### EXERCISE GOAL
Convert every line of the items below into a Markdown table with two columns, Row and Line. Number the rows in order and leave out any blank lines.

### RECORDS PROVIDED

##########

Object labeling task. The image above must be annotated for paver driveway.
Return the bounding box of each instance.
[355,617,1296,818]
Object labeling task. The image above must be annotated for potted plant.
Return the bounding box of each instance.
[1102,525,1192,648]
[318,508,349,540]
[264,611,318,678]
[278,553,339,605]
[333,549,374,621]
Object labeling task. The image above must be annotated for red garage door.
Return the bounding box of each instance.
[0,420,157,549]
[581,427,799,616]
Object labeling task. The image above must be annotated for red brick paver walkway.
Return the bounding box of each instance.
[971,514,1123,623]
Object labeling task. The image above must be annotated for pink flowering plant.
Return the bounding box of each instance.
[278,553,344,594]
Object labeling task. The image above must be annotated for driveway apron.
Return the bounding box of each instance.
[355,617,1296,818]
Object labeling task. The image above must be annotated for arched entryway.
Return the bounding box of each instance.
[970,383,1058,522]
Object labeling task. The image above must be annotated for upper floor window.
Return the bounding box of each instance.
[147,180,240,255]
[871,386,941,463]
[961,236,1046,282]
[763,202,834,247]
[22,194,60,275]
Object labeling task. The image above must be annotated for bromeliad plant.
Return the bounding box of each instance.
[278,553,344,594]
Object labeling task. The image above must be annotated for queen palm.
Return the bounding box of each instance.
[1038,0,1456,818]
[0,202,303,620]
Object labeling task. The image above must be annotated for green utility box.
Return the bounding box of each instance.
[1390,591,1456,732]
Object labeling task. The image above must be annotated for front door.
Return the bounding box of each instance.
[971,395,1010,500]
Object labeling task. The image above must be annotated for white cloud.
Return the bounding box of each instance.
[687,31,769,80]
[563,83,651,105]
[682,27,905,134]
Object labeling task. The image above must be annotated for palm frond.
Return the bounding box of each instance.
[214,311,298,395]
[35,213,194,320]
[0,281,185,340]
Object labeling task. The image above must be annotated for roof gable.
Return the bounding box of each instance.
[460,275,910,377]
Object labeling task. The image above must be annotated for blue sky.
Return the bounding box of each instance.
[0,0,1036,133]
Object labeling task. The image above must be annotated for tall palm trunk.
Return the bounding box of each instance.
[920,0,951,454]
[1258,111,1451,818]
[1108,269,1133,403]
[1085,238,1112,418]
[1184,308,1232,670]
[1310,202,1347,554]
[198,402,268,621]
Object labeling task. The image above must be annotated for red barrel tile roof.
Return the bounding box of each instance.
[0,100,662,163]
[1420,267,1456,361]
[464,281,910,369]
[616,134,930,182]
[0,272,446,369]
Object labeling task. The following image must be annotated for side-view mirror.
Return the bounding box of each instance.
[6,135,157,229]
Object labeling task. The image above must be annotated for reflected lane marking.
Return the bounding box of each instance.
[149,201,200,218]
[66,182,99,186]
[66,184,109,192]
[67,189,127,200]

##########

### FULL OUTPUT
| Row | Line |
|---|---|
| 1 | Object labeling task. The image above must be annotated for paver driveway. |
| 2 | Return the bounding box of each instance. |
| 3 | [355,617,1296,818] |
| 4 | Object labeling task. The image above must be annotated for potted plant. |
| 5 | Return the bounding box of each instance. |
| 6 | [1102,525,1192,648] |
| 7 | [318,508,349,540] |
| 8 | [264,611,318,678] |
| 9 | [278,553,339,605] |
| 10 | [333,549,374,621] |
| 11 | Object labeling task. The image above must be annotated for red garage door. |
| 12 | Return the bounding box of each instance. |
| 13 | [0,420,157,549] |
| 14 | [581,427,799,616] |
| 15 | Object labeling task. The image above must be annotated for red brick paver walkway. |
| 16 | Return the bounding box of each instance. |
| 17 | [971,514,1123,623] |
| 18 | Object labeling task. The image above must be annotated for pink flowering plant. |
| 19 | Return the bounding box of each instance. |
| 20 | [278,553,344,594] |
| 21 | Object labeling task. The image above must be annotated for driveway apron. |
| 22 | Return the bounding box of each instance. |
| 23 | [355,617,1296,818] |
| 24 | Object labeling task. The image above must be annotated for arched entryway. |
| 25 | Return the bounding box of each instance. |
| 26 | [970,383,1058,522] |
| 27 | Object labeling task. The image above must be annotated for upper floor window. |
| 28 | Return the bounding box of each instance. |
| 29 | [147,180,240,255] |
| 30 | [871,386,941,463] |
| 31 | [961,236,1046,282] |
| 32 | [763,202,834,247] |
| 33 | [22,194,60,275] |
| 34 | Object labeling task. The image above must be annotated for bromeliad plant. |
| 35 | Return the bounding box of each instance. |
| 36 | [278,553,344,594] |
| 37 | Object labeling task. The image above must be annotated for queen palm. |
| 38 | Return the bounding box of each instance. |
| 39 | [1038,0,1456,818] |
| 40 | [0,202,303,620] |
| 41 | Object labeling task. The image above must be annotated for green utility box. |
| 42 | Return the bounding box of each instance. |
| 43 | [1390,591,1456,732] |
| 44 | Object labeling task. The image above must be annotated for front door. |
| 45 | Return the bounding box of each instance. |
| 46 | [971,395,1010,500] |
| 47 | Object labeling task. The image above must be annotated for white cloud. |
| 48 | Return the bounding box of each instance. |
| 49 | [687,31,769,80] |
| 50 | [563,83,651,105] |
| 51 | [682,27,905,134] |
| 52 | Object labeling task. The image above must be annotated for palm frond. |
| 53 | Return the bounding box of each instance. |
| 54 | [214,311,298,395] |
| 55 | [35,213,194,320] |
| 56 | [0,281,185,340] |
| 57 | Object labeling task. The image above must be annotated for roof gable. |
| 58 | Return the bounding box of each instance. |
| 59 | [460,275,910,377] |
| 60 | Object labeling task. The image above must be annotated for blue sky. |
| 61 | Return the bounding box of each instance. |
| 62 | [0,0,1036,133] |
| 63 | Object labeling task. The image above must be annotated for tall palm trunk. |
| 64 | Return the bounding box of each instance. |
| 65 | [920,0,951,454] |
| 66 | [1258,111,1451,818] |
| 67 | [1108,269,1133,403] |
| 68 | [1085,238,1112,418] |
| 69 | [1184,308,1232,670] |
| 70 | [1310,202,1347,554] |
| 71 | [198,402,268,621] |
| 72 | Object labeling task. The image above must be annotated for red barrel tile roof. |
| 73 | Return the bounding box of each instance. |
| 74 | [0,100,662,163] |
| 75 | [1420,267,1456,361] |
| 76 | [464,281,910,369] |
| 77 | [616,134,930,182] |
| 78 | [0,272,446,369] |
| 79 | Object labeling task. The following image must be annotated for side-view mirror. |
| 80 | Return the bounding box of each instance. |
| 81 | [6,135,157,229] |
| 82 | Object labeling task. The image above must be annotated for reflected lane marking. |
| 83 | Return the bounding box of each instance. |
| 84 | [149,201,200,218] |
| 85 | [66,182,99,186] |
| 86 | [66,184,109,192] |
| 87 | [67,189,127,200] |